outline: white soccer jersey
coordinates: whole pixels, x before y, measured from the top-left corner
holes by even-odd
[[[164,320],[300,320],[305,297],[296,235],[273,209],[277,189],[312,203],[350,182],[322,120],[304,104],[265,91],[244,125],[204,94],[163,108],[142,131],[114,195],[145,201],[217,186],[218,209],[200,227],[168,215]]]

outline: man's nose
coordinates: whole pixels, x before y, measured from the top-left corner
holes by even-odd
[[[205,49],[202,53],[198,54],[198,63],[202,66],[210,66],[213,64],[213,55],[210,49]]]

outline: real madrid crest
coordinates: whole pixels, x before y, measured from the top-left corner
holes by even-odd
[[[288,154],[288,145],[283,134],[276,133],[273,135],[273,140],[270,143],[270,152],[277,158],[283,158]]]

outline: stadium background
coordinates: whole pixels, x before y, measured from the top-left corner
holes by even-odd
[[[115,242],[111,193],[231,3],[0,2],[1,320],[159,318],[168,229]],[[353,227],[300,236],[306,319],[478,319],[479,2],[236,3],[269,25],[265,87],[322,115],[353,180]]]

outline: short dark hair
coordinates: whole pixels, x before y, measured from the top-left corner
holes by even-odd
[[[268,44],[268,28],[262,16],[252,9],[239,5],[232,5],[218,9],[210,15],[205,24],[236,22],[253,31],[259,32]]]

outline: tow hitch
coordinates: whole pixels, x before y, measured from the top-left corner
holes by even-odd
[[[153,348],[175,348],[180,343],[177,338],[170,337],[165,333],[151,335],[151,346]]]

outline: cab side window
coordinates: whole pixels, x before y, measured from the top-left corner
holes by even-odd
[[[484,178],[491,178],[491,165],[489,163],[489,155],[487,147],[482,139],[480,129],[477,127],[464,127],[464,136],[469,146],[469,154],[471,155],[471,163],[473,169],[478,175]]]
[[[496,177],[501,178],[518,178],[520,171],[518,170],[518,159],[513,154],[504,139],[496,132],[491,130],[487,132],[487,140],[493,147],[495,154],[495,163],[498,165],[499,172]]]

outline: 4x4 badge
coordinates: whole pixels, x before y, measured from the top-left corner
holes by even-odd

*What to produce*: Go through the listing above and copy each line in which the string "outline" is found.

*Solved exercise*:
outline: white soccer jersey
outline: man's nose
outline: real madrid crest
outline: stadium background
outline: short dark hair
outline: tow hitch
outline: cab side window
outline: 4x4 badge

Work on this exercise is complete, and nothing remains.